TASK LIST:
(A) Condense the paragraph of the cinematography passage that begins "The presentation of moving pictures" into a short bulleted list that keeps its main facts.
(B) List every calendar year and every decade named in the cinematography passage.
(C) In the cinematography passage, reproduce the stretch from "Cinematography [Greek: kine" through "for the cinema.", swapping "discipline" for "craft".

GIVEN PASSAGE:
────────────────

The presentation of moving pictures as a series of photographic images recorded and reproduced in rapid succession, the eye's persistence of vision giving the impression of continuous movement. Film in continuous strips provided the material for Edison's pioneer Kinetoscope camera of 1891, but projecting the image on a screen for a large audience originated with the Lumière brothers in 1895, establishing the film production and cinema industries. Pictures were exposed in the camera at a rate of 16 per second, the film being held stationary for each exposure and then advanced one frame at a time while a shutter obscured the lens. After developing this film as a negative, a positive print was made for projection, again with an intermittent mechanism and shutter. In the late 1920s synchronized sound was added to the picture presentation, at first from separate disc records but after 1927 from a sound track on the film itself, the frame rate being increased to 24 pictures per second. Colour cinematography developed in the 1930s but did not become general for another 20 years, when various forms of wide-screen presentation in the cinema were extensively adopted.
Cinematography [Greek: kine (movement) and graphos (writing)], is the discipline of making lighting and camera choices when recording photographic images for the cinema.

────────────────

ENTRIES SHOWN:
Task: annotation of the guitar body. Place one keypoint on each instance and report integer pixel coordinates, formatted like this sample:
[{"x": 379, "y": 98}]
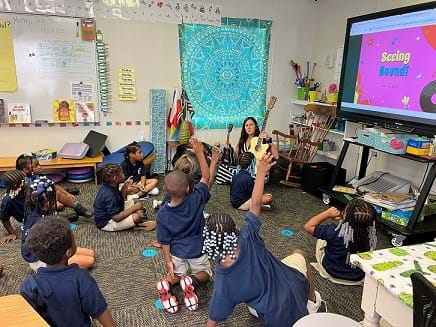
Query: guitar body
[{"x": 258, "y": 150}]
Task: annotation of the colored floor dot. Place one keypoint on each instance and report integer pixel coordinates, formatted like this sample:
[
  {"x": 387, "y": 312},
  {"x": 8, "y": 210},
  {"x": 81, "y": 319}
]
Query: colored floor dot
[
  {"x": 158, "y": 304},
  {"x": 287, "y": 232},
  {"x": 149, "y": 253}
]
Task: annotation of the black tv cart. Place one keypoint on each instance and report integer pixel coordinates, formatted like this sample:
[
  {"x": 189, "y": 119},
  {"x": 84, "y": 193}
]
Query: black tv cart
[{"x": 414, "y": 229}]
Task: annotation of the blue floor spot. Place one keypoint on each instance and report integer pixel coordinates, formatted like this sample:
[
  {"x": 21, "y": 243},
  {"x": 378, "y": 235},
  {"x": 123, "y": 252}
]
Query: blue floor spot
[
  {"x": 149, "y": 252},
  {"x": 287, "y": 232},
  {"x": 158, "y": 304}
]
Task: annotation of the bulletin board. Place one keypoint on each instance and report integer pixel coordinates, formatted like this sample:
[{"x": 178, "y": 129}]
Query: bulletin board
[{"x": 54, "y": 68}]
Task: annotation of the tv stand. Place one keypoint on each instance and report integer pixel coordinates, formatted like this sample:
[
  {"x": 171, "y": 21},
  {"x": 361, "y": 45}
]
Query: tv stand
[{"x": 414, "y": 229}]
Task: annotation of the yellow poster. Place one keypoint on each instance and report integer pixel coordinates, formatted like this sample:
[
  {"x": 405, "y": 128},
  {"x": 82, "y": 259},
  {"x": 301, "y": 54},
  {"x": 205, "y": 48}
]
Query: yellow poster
[
  {"x": 63, "y": 110},
  {"x": 8, "y": 76}
]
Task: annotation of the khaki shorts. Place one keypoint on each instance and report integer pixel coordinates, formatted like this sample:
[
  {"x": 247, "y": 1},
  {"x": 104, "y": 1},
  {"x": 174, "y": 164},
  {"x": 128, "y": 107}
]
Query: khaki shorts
[
  {"x": 181, "y": 266},
  {"x": 126, "y": 223},
  {"x": 296, "y": 261}
]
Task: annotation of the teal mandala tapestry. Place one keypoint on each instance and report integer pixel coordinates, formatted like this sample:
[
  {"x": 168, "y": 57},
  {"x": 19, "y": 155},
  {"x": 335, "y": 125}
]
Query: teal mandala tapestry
[{"x": 224, "y": 70}]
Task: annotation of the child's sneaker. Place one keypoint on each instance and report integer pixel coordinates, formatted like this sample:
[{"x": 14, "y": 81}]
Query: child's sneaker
[
  {"x": 156, "y": 204},
  {"x": 312, "y": 307},
  {"x": 169, "y": 301},
  {"x": 191, "y": 299}
]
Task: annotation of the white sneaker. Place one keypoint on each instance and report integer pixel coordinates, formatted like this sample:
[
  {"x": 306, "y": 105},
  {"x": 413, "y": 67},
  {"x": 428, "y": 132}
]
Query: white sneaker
[
  {"x": 312, "y": 307},
  {"x": 154, "y": 191},
  {"x": 156, "y": 204}
]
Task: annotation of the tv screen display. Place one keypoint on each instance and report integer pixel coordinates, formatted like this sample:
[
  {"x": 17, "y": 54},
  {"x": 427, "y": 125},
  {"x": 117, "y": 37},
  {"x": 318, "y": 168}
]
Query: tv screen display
[{"x": 388, "y": 73}]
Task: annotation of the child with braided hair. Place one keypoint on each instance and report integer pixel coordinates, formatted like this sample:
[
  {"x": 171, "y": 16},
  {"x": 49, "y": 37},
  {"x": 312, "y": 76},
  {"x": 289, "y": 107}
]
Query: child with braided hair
[
  {"x": 279, "y": 293},
  {"x": 41, "y": 202},
  {"x": 112, "y": 211},
  {"x": 243, "y": 184},
  {"x": 12, "y": 203},
  {"x": 355, "y": 233},
  {"x": 180, "y": 223}
]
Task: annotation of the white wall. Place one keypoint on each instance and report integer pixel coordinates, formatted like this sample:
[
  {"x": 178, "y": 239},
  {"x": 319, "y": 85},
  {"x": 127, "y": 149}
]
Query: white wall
[
  {"x": 330, "y": 32},
  {"x": 152, "y": 48}
]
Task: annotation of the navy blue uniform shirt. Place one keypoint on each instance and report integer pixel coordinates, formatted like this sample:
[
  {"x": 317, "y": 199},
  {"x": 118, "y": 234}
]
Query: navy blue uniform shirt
[
  {"x": 66, "y": 296},
  {"x": 181, "y": 226},
  {"x": 12, "y": 207},
  {"x": 108, "y": 203},
  {"x": 278, "y": 293},
  {"x": 335, "y": 259},
  {"x": 136, "y": 171},
  {"x": 241, "y": 188}
]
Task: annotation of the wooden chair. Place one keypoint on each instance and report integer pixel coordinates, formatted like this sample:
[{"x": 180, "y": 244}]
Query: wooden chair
[{"x": 302, "y": 143}]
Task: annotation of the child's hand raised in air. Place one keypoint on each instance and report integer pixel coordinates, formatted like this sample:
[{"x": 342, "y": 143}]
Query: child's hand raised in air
[
  {"x": 265, "y": 164},
  {"x": 333, "y": 212},
  {"x": 197, "y": 146},
  {"x": 215, "y": 154}
]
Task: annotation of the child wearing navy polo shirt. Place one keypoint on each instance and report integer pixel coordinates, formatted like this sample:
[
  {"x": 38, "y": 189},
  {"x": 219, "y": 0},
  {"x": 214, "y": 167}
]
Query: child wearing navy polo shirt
[
  {"x": 63, "y": 295},
  {"x": 12, "y": 203},
  {"x": 133, "y": 166},
  {"x": 355, "y": 233},
  {"x": 243, "y": 184},
  {"x": 180, "y": 224},
  {"x": 112, "y": 211},
  {"x": 246, "y": 272}
]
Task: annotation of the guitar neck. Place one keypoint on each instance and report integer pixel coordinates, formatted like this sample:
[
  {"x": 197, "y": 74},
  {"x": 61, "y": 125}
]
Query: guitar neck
[{"x": 263, "y": 125}]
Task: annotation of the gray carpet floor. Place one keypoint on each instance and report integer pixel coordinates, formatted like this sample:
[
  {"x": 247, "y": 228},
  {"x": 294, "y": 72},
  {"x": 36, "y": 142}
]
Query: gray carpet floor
[{"x": 127, "y": 279}]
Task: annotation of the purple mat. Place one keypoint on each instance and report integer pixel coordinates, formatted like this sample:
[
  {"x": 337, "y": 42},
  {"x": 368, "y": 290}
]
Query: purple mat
[{"x": 80, "y": 171}]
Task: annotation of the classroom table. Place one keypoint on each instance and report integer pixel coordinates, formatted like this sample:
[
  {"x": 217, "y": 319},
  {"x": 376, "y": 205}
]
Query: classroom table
[
  {"x": 387, "y": 291},
  {"x": 8, "y": 163},
  {"x": 15, "y": 311}
]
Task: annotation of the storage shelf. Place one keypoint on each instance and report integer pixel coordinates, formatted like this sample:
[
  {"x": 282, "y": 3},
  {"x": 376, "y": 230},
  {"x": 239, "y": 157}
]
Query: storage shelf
[
  {"x": 304, "y": 102},
  {"x": 333, "y": 131}
]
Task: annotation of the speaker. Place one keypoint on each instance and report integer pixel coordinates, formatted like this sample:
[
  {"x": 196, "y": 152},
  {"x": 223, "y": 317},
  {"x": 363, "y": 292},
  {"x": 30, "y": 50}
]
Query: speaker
[
  {"x": 318, "y": 174},
  {"x": 96, "y": 142}
]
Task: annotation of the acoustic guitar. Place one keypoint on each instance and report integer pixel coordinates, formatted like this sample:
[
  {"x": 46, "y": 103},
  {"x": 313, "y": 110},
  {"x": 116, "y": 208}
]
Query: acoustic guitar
[
  {"x": 256, "y": 147},
  {"x": 228, "y": 156}
]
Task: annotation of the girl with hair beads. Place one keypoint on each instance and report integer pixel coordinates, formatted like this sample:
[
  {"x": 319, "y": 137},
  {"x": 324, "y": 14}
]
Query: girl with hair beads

────────────────

REPLIES:
(A)
- Moving pictures are photographic images recorded and shown in rapid succession. Persistence of vision makes the movement look continuous.
- Edison's Kinetoscope camera of 1891 used film in continuous strips.
- Projection onto a screen for a large audience began with the Lumière brothers in 1895. This founded the film production and cinema industries.
- The camera exposed 16 pictures per second. The film stayed still for each exposure, then advanced one frame while a shutter covered the lens.
- The developed negative was used to make a positive print. The print was projected with an intermittent mechanism and shutter.
- Synchronized sound arrived in the late 1920s. It came first from separate discs, then after 1927 from a sound track on the film, and the frame rate rose to 24 per second.
- Color cinematography developed in the 1930s. It became general only 20 years later, when wide-screen presentation was widely adopted.

(B) 1891, 1895, the late 1920s, 1927, the 1930s

(C)
Cinematography [Greek: kine (movement) and graphos (writing)], is the craft of making lighting and camera choices when recording photographic images for the cinema.